全国の成功事例に共通するのは「多様な人材を受け入れる体制が整備されていること」です。具体的には次の特徴があります。

1.柔軟なシフト制度を導入
まずは雇用主側が「この働き方しか認めません」という固定観念を捨てた、多様な人の多様な働き方を許容する環境づくりを整えること。従来型の8時間労働制や雇用形態を見直しましょう。

2.明確なキャリアパス制度の整備
入職者が今後どんなスキルを積めば、どのような支援が受けられ、どんな待遇や展望があるのかが明確に分かる仕組みを整備しています。見通しがつくことで、働き手の将来の不安感をふっ拭することができます。

3.職員の成長=組織の成長につなげる
資格取得支援やキャリアマップの作成など、職員の成長=組織全体の成長につなげる仕組みづくりがポイントです。

具体的な成功事例

・短時間勤務制度で離職率10%以下に
社会福祉法人マザアス(東京都東久留米市)では一般的な8時間労働ではなく、3〜4時間だけ働く短時間勤務制度を積極的に導入。併せて有給休暇の取得促進にも力を入れた結果、離職率が10%以下まで下がりました。

課題一覧
A. 次の(i)〜(iii)は、人材定着の成功事例に関する本文の内容と一致しますか? それぞれ「はい」か「いいえ」で答え、判断の決め手となる本文の語句をそのまま引用してください。
(i) マザアスは東京都東久留米市にある社会福祉法人である。
(ii) マザアスが導入した短時間勤務制度は、1日6時間働く制度である。
(iii) キャリアパスの見通しがつくことで、働き手の将来の不安感をふっ拭できるとされている。
B. 人材定着の成功事例に関する本文について、次の問いに答えてください。
(i) 全国の成功事例に共通するのは何ですか?
(ii) 職員の成長を組織全体の成長につなげる仕組みの例として、何が挙げられていますか?
(iii) マザアスは短時間勤務制度と併せて、何に力を入れましたか?
C. 人材定着の成功事例に関する本文のうち、「全国の成功事例に共通するのは」から始まり「や雇用形態を見直しましょう。」まで続く箇所を、一字一句変えずに書き写してもらえますか?
この資料は参照しなくてかまいません。

提供情報
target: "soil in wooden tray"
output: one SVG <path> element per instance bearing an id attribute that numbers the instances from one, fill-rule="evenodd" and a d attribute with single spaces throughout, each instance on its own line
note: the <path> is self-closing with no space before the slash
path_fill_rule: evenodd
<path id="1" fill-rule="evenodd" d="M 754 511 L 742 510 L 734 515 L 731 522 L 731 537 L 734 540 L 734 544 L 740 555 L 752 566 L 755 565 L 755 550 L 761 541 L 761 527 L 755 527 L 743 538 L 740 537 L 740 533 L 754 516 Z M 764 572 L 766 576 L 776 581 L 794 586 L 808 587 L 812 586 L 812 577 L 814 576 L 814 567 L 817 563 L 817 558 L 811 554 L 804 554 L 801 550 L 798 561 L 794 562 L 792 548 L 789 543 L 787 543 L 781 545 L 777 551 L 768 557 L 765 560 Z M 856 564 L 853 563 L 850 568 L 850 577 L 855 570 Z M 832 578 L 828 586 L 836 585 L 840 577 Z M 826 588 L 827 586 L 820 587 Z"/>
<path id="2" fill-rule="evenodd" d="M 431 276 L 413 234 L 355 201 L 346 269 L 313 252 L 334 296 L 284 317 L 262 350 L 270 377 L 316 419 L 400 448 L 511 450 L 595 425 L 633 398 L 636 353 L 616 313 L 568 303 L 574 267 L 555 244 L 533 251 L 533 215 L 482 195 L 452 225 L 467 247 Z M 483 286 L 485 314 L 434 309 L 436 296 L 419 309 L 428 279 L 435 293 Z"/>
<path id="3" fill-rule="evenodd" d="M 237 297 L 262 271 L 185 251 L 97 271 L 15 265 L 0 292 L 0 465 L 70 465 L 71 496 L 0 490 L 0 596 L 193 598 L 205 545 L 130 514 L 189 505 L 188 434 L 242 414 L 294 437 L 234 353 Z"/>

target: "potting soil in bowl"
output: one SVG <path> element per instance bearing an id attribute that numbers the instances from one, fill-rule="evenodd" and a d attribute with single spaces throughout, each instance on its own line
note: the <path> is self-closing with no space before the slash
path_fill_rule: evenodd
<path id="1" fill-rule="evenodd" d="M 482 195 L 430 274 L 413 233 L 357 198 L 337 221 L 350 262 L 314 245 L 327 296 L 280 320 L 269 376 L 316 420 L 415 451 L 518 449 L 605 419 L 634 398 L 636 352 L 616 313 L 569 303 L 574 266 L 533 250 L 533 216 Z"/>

課題別の解答
A.
(i) はい。「社会福祉法人マザアス(東京都東久留米市)」
(ii) いいえ。「3〜4時間だけ働く短時間勤務制度」
(iii) はい。「見通しがつくことで、働き手の将来の不安感をふっ拭することができます」

B.
(i) 多様な人材を受け入れる体制が整備されていること
(ii) 資格取得支援やキャリアマップの作成
(iii) 有給休暇の取得促進

C.
全国の成功事例に共通するのは「多様な人材を受け入れる体制が整備されていること」です。具体的には次の特徴があります。

1.柔軟なシフト制度を導入
まずは雇用主側が「この働き方しか認めません」という固定観念を捨てた、多様な人の多様な働き方を許容する環境づくりを整えること。従来型の8時間労働制や雇用形態を見直しましょう。